-- start Listed entries --
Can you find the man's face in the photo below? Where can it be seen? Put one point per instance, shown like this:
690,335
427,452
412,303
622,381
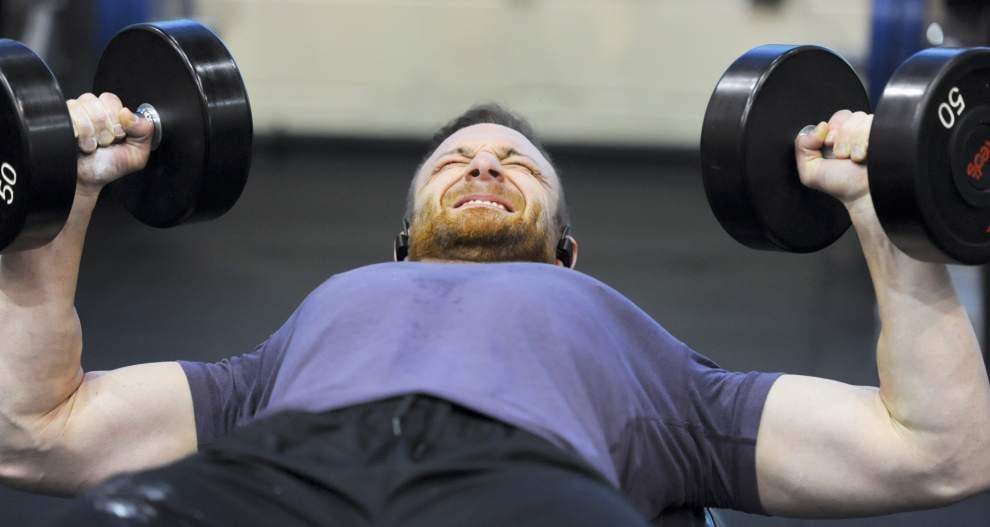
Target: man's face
485,195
-- end Listed entries --
Can you put every line of the data above into a numbered list, leaving out blank lines and any pictures?

• Task answer
1. Can you find the man's face in the photo below? Where can it be seen? Put one point per instance, shown like this:
2. 690,335
3. 427,452
4. 412,303
5. 622,381
6. Target: man's face
7. 485,195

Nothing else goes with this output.